What to work on:
Only an exact, complete copy of the listing will serve as the answer.

Given records:
--------

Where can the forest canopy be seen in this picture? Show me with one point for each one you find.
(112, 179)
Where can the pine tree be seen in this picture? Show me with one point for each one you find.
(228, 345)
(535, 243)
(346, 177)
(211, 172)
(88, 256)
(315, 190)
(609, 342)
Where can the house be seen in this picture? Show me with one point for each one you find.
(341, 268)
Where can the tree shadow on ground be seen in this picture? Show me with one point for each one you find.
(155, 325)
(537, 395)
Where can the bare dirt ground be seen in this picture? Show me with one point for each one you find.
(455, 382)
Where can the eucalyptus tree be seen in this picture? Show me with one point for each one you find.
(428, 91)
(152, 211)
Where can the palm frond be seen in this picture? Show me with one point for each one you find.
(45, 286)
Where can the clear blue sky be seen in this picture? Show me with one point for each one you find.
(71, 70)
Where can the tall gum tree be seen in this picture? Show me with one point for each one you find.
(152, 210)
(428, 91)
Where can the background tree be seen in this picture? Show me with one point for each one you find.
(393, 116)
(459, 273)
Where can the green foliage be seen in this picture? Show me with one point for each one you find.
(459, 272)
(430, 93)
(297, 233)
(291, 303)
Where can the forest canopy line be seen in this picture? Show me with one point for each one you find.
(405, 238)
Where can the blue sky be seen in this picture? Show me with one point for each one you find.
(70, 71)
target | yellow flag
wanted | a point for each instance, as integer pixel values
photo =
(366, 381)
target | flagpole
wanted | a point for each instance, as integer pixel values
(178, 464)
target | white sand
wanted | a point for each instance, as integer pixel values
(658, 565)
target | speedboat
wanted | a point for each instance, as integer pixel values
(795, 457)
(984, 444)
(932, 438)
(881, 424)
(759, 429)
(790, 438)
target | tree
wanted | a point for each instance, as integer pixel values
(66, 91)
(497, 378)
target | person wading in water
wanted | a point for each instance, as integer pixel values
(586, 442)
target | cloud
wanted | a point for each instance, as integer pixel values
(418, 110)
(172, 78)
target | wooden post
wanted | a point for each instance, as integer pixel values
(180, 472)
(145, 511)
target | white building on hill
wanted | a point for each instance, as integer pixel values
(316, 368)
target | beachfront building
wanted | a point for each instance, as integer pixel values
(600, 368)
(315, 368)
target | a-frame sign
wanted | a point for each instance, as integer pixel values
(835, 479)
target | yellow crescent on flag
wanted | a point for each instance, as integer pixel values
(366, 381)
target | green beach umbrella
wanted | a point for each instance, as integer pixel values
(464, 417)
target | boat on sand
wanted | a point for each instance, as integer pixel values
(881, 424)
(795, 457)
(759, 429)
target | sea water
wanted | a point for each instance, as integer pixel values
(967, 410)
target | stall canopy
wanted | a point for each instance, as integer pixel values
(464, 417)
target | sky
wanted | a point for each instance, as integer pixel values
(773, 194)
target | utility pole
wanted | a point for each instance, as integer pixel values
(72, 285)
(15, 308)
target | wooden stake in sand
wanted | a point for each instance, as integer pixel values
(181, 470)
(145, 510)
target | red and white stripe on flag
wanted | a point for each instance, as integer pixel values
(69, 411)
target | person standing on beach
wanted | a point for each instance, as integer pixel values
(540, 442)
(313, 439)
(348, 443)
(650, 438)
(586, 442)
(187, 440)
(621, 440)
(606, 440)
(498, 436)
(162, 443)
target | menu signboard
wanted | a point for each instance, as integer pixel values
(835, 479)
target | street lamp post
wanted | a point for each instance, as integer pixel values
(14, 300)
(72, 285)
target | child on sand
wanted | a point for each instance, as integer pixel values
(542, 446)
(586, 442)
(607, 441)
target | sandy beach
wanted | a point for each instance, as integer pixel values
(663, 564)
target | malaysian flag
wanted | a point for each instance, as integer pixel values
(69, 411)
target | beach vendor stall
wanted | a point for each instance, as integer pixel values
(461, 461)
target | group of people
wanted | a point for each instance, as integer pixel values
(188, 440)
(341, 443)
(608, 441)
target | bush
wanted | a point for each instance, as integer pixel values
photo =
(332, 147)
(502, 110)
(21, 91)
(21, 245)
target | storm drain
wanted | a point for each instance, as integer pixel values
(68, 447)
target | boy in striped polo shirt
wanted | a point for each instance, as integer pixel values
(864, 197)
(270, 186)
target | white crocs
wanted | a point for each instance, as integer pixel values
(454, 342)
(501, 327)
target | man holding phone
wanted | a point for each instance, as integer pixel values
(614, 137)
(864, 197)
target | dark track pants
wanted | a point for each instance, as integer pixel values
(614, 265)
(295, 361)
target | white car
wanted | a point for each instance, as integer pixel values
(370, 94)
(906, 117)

--------

Exercise solution:
Where can the forest canopy be seen in this picture? Show me with one point for each one you find.
(112, 179)
Where can the pine tree be seen in this picture? Show me with one point for each one you find.
(228, 345)
(535, 243)
(346, 177)
(211, 172)
(88, 256)
(315, 190)
(609, 342)
Where can the house be seen in this picture? Show me with one point for each one you find.
(341, 268)
Where can the tree shadow on ground be seen in this picture? Show me with one point for each one you find.
(155, 325)
(537, 395)
Where can the bare dirt ground be seen in this picture? Show me with one point for each one you find.
(455, 382)
Where can the eucalyptus tree be seen in this picture? Show me with one point for each one you find.
(428, 91)
(152, 211)
Where can the palm frond be seen in this picture? Show me with one point for each one you find.
(45, 286)
Where can the clear blue sky be seen in this picture? Show me with one point for each one you find.
(71, 70)
Where can the tall gum tree be seen in this picture? Show me with one point for each one you find.
(152, 210)
(428, 91)
Where can the background tree be seen in this picture? Show me with one point for each one you find.
(393, 116)
(459, 273)
Where can the green foliage be seen in this picture? Show me with one point for each one you find.
(459, 272)
(430, 93)
(297, 233)
(291, 303)
Where can the forest canopy line be seen in this picture? Show me with one point for each one you find.
(405, 238)
Where can the blue sky be seen in this picture? Show me with one point for each one you find.
(70, 71)
target | yellow flag
wanted | a point for each instance, as integer pixel values
photo =
(366, 381)
target | flagpole
wanted | a point for each instance, as integer pixel values
(178, 464)
target | white sand
wanted | a point for each instance, as integer pixel values
(658, 565)
target | speedboat
wanted | a point for each instance, as integer pixel values
(795, 457)
(984, 444)
(932, 438)
(881, 424)
(759, 429)
(790, 438)
target | tree
wanted | a point for each instance, as integer pixel values
(66, 91)
(497, 378)
target | person wading in water
wanted | a point for each instance, as integer pixel values
(586, 442)
target | cloud
wanted | a point for each instance, as integer pixel values
(418, 110)
(172, 78)
target | wooden post
wanted | a point for each instance, as integer pixel values
(180, 472)
(145, 511)
target | white building on hill
wanted | a point for each instance, as integer pixel values
(316, 368)
target | beachfront building
wanted | a point for each instance, as integer pixel values
(600, 368)
(315, 368)
target | a-frame sign
wanted | a point for each instance, as integer pixel values
(835, 479)
target | yellow crescent on flag
wanted | a point for each instance, as integer pixel values
(366, 381)
target | green beach umbrella
wanted | a point for each instance, as integer pixel values
(464, 417)
target | boat on sand
wanted | a point for each instance, as integer pixel values
(881, 424)
(795, 457)
(759, 429)
target | sea water
wanted | a point for each instance, as integer pixel values
(967, 410)
target | stall canopy
wanted | a point for each instance, as integer pixel values
(464, 417)
target | sky
wanted | a point for each instance, as integer pixel values
(773, 194)
target | utility pole
wanted | a point for each instance, as integer pixel values
(72, 285)
(15, 308)
target | wooden stake in sand
wanted | a point for each instance, as integer pixel values
(181, 470)
(145, 510)
target | red and white stripe on flag
wanted | a point for each instance, as integer pixel values
(69, 411)
target | person standing on beach
wanted | a point for each instance, as integer pixel values
(540, 442)
(313, 439)
(348, 443)
(650, 438)
(586, 442)
(187, 440)
(621, 440)
(606, 440)
(498, 436)
(162, 443)
target | menu signboard
wanted | a point for each instance, as integer pixel values
(835, 479)
target | street lamp post
wanted | a point for each instance, as integer pixel values
(14, 300)
(72, 285)
target | child on sand
wanted | a point for each instance, as integer pixel values
(542, 446)
(586, 442)
(607, 441)
target | sandy beach
wanted | a point for each instance, as integer pixel values
(663, 564)
target | malaysian flag
wanted | a point for each instance, as integer pixel values
(69, 411)
target | beach vendor stall
wanted | a point for each instance, as integer pixel values
(461, 461)
target | group of people
wanted | a point for each instance, as integer pixel values
(188, 440)
(341, 443)
(608, 441)
target | bush
wanted | a point for each instance, as integer pixel values
photo =
(332, 147)
(502, 110)
(21, 91)
(21, 245)
target | storm drain
wanted | a point for each instance, as integer pixel values
(68, 447)
target | boy in striped polo shirt
wanted | a point for each instance, as integer pixel values
(864, 197)
(270, 186)
target | white crocs
wanted | a point for each instance, as integer pixel values
(454, 342)
(501, 327)
target | man holding phone
wanted | a point for each instance, as integer pixel values
(614, 137)
(864, 197)
target | dark track pants
wanted | a point for each instance, as integer pixel values
(614, 265)
(295, 361)
target | white car
wanted | a point for each instance, as integer pixel values
(370, 94)
(906, 117)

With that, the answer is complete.